(Registros de una colección de etiquetado)

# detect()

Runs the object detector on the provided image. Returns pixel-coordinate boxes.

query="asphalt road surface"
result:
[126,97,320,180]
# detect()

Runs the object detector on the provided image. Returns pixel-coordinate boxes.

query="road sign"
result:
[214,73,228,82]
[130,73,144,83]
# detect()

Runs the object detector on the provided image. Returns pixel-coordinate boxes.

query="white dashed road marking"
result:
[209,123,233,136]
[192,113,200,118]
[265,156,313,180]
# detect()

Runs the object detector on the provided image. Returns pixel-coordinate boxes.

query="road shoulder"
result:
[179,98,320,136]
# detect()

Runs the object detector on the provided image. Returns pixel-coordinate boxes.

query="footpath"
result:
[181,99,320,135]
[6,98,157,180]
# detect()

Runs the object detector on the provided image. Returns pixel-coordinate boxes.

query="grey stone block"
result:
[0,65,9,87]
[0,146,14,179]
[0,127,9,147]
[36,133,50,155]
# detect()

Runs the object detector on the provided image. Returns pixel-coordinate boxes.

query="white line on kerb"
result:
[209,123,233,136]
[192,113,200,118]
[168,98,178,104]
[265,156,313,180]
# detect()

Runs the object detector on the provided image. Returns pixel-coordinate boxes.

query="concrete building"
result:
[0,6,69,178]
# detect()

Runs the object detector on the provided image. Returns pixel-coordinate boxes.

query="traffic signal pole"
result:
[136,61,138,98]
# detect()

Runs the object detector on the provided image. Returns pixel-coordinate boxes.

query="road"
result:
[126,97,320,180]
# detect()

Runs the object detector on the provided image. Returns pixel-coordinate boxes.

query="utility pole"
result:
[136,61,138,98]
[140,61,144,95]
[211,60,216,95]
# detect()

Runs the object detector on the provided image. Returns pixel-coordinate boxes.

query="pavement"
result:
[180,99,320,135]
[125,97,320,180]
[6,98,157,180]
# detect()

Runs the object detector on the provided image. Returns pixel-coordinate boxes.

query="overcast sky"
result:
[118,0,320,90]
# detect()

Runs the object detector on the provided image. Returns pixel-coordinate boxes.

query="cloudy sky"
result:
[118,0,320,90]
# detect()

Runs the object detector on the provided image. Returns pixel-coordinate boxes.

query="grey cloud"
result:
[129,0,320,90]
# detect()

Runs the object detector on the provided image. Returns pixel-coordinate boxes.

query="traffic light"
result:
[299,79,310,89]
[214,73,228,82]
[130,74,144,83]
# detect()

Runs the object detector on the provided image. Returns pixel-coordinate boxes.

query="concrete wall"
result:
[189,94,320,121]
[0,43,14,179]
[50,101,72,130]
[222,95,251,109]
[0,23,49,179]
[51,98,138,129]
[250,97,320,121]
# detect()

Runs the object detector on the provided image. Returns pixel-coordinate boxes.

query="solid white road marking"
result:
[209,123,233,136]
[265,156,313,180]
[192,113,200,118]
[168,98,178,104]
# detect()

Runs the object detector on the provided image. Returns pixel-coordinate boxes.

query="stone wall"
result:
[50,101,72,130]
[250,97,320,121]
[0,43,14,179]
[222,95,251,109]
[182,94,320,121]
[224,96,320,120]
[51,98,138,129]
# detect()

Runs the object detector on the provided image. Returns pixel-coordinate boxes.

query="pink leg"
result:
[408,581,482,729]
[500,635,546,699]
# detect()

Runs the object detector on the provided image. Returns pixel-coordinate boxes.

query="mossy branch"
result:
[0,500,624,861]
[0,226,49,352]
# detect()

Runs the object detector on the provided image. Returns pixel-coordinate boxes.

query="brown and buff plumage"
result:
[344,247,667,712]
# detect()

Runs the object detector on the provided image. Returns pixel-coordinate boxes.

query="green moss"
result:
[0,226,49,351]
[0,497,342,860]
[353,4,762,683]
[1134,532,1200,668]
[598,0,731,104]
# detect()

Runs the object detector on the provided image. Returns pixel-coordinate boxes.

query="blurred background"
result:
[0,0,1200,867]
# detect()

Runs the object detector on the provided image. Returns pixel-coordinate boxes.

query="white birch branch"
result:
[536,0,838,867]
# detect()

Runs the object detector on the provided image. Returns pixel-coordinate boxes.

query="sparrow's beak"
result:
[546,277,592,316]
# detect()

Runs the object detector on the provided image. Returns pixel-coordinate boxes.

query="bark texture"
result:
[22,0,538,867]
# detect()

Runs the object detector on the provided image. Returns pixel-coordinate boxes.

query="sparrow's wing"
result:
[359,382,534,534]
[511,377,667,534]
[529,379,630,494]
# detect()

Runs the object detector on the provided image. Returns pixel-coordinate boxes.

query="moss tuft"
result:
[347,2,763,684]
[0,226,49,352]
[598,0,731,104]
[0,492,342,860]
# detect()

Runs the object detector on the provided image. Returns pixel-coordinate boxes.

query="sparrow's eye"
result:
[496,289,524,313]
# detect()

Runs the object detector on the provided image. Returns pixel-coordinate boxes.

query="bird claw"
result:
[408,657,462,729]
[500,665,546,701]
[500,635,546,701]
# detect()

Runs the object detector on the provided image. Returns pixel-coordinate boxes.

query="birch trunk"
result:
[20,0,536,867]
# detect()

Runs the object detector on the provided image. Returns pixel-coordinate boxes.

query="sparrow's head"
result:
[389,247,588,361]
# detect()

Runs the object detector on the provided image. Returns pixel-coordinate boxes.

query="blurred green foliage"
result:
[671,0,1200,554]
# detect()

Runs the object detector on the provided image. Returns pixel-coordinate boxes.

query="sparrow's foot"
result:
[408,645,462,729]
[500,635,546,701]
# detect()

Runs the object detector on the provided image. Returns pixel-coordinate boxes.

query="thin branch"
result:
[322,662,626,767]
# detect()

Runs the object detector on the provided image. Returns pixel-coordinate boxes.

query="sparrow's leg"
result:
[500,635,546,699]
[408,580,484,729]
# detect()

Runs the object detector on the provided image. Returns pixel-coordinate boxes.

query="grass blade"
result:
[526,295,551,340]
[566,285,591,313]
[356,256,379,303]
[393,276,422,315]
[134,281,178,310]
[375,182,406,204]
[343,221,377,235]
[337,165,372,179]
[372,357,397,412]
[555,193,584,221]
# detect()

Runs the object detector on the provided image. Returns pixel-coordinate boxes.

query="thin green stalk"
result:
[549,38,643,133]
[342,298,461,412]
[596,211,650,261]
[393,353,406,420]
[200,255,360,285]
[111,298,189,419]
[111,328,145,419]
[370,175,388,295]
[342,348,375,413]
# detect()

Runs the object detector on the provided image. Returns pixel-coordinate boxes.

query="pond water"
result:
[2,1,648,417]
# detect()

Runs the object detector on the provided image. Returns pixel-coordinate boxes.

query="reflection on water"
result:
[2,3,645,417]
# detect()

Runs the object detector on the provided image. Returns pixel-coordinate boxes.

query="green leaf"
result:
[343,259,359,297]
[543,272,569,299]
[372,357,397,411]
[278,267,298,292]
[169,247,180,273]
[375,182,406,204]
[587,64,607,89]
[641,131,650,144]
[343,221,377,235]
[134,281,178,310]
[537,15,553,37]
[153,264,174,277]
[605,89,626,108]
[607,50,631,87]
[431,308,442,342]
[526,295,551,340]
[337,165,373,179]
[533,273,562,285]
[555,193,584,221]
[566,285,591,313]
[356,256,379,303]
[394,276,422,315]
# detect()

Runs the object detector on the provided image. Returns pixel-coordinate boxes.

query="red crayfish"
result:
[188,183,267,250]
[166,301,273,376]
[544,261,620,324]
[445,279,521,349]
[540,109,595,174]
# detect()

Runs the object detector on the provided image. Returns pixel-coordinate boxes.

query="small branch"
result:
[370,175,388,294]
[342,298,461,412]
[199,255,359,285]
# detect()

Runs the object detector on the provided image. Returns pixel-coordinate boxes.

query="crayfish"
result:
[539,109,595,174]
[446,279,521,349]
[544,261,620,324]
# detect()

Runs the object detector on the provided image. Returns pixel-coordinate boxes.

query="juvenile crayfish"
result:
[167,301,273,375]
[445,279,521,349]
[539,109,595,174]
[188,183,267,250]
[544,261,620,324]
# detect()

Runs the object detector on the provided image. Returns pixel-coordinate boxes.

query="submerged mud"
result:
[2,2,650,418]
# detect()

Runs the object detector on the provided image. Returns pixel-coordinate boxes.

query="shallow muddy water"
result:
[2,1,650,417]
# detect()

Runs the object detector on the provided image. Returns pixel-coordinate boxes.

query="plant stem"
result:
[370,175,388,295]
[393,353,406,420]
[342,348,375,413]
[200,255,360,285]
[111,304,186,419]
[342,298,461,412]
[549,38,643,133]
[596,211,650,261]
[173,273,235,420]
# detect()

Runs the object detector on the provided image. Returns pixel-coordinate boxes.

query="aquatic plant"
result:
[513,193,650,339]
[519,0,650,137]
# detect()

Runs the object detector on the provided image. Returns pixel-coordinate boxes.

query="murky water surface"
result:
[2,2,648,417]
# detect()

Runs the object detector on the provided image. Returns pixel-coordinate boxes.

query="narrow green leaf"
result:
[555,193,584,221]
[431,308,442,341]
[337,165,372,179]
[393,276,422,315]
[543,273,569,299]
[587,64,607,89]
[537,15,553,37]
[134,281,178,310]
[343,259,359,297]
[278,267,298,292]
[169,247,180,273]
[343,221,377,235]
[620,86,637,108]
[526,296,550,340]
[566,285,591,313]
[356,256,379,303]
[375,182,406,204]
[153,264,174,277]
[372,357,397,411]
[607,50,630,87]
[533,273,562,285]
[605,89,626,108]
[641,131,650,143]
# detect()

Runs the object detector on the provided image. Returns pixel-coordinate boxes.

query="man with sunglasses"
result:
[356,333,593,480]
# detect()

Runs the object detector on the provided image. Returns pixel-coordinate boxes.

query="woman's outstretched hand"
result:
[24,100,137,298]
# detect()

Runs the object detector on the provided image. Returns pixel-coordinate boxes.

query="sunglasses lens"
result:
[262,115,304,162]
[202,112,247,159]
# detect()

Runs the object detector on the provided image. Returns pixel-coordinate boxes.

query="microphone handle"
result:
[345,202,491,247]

> [EN QUÉ CONSISTE]
Pasa a CSV de dos columnas, «consulta» y «respuesta», los registros que van desde el inicio hasta la línea que contiene "[0,6,69,178]", ambos extremos incluidos. Usa una fila por registro, con su texto y su respuesta cada uno en un solo campo entre comillas y los saltos de línea convertidos en espacios.

> [RESULTADO]
consulta,respuesta
"# detect() Runs the object detector on the provided image. Returns pixel-coordinate boxes. query=""asphalt road surface"" result:","[126,97,320,180]"
"# detect() Runs the object detector on the provided image. Returns pixel-coordinate boxes. query=""road sign"" result:","[214,73,228,82] [130,73,144,83]"
"# detect() Runs the object detector on the provided image. Returns pixel-coordinate boxes. query=""white dashed road marking"" result:","[209,123,233,136] [192,113,200,118] [265,156,313,180]"
"# detect() Runs the object detector on the provided image. Returns pixel-coordinate boxes. query=""road shoulder"" result:","[179,98,320,136]"
"# detect() Runs the object detector on the provided image. Returns pixel-coordinate boxes. query=""footpath"" result:","[181,99,320,135] [6,98,157,180]"
"# detect() Runs the object detector on the provided image. Returns pixel-coordinate boxes. query=""grey stone block"" result:","[0,65,9,87] [0,146,14,179] [0,127,9,147] [36,133,50,155]"
"# detect() Runs the object detector on the provided image. Returns pixel-coordinate boxes. query=""white line on kerb"" result:","[209,123,233,136] [192,113,200,118] [168,98,178,104] [265,156,313,180]"
"# detect() Runs the object detector on the provided image. Returns pixel-coordinate boxes. query=""concrete building"" result:","[0,6,69,178]"